THE TASK:
Render everything from the start of the material down to the line containing "[(793, 849)]", inclusive, as a numbered list without blank lines. Leave the pictures out.

Point annotation dataset records
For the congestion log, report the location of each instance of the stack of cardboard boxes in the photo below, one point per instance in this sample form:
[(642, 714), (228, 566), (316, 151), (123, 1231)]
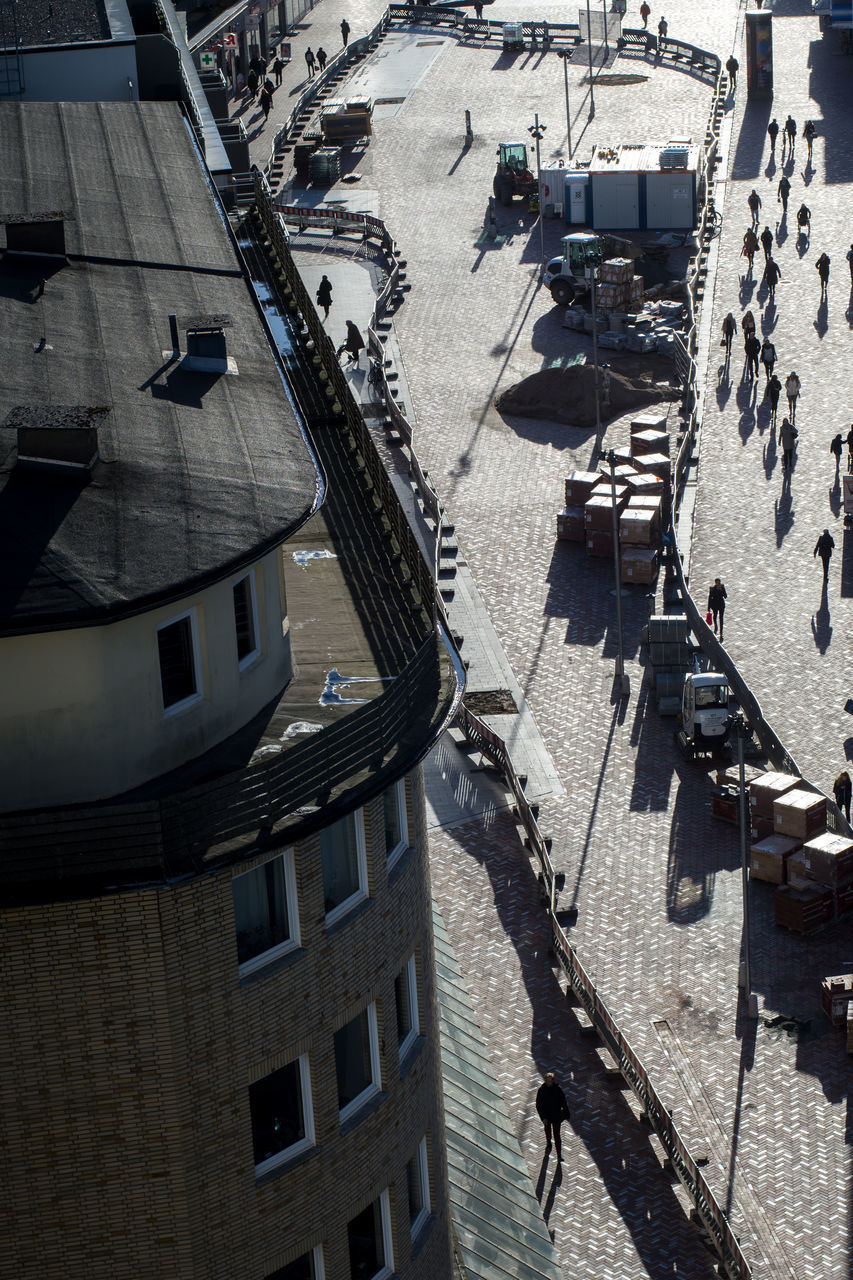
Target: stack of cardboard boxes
[(793, 849)]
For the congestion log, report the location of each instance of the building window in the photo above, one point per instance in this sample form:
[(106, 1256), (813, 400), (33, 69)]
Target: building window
[(246, 621), (396, 826), (356, 1061), (179, 662), (308, 1267), (282, 1115), (418, 1182), (369, 1235), (406, 1006), (345, 868), (265, 914)]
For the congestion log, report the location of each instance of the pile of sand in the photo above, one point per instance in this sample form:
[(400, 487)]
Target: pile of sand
[(569, 396)]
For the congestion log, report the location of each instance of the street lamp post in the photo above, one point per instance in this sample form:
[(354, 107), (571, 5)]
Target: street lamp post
[(620, 659), (744, 977), (537, 132), (565, 56), (592, 96)]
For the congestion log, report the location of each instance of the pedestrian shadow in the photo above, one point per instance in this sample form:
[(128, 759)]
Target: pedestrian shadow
[(835, 496), (821, 625), (747, 286), (784, 512), (770, 455), (724, 384), (821, 320)]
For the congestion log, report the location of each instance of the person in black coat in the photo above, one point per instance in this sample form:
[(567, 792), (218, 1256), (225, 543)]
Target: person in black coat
[(552, 1110)]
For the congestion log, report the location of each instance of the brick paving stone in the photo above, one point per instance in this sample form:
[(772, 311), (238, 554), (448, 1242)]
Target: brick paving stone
[(655, 880)]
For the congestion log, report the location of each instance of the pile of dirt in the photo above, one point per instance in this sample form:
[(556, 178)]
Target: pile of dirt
[(569, 396)]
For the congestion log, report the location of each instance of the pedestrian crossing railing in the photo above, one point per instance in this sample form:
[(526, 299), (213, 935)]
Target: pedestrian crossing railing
[(706, 1206)]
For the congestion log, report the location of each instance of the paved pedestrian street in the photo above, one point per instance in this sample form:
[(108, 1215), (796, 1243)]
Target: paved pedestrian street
[(653, 877)]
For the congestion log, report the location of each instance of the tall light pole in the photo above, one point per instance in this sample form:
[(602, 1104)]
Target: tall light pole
[(744, 977), (565, 54), (592, 96), (537, 132), (620, 659)]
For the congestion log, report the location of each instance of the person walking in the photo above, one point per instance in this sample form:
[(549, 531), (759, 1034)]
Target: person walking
[(767, 357), (749, 246), (792, 392), (552, 1110), (843, 792), (824, 547), (836, 448), (753, 200), (774, 392), (717, 604), (324, 296), (772, 275), (354, 346), (752, 350), (790, 136), (808, 133), (788, 437), (804, 220)]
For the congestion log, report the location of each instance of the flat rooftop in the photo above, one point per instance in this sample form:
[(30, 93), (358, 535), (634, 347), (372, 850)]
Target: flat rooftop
[(197, 472)]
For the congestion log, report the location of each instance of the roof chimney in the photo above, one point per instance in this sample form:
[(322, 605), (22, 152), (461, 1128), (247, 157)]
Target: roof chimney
[(59, 438)]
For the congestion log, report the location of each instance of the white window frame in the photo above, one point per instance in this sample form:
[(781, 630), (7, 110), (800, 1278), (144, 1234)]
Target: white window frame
[(402, 844), (410, 977), (361, 862), (375, 1070), (242, 663), (176, 708), (427, 1206), (295, 940), (305, 1143)]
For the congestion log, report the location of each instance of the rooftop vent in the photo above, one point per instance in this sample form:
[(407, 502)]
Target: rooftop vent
[(60, 438), (206, 348), (41, 234)]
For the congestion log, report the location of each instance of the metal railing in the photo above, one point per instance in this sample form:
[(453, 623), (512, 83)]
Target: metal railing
[(689, 1173)]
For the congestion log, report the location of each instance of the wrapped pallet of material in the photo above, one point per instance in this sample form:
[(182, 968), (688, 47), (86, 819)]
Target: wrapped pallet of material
[(829, 859), (579, 487), (799, 813), (570, 525), (802, 909), (638, 565), (766, 789), (769, 858)]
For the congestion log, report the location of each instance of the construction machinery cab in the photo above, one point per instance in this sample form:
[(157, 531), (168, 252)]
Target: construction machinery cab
[(705, 717), (512, 176), (569, 275)]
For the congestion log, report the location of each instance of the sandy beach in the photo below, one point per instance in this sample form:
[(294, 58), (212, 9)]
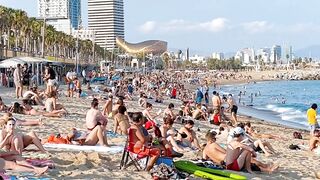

SOLUTION FOR THIS TASK:
1. For the congestion log, report the location of each instance of the stack of cardboard boxes in the photo below, one point per instance in this sample form:
2. [(642, 714), (228, 566), (316, 151), (123, 1231)]
3. Target: stack of cardboard boxes
4. [(793, 849)]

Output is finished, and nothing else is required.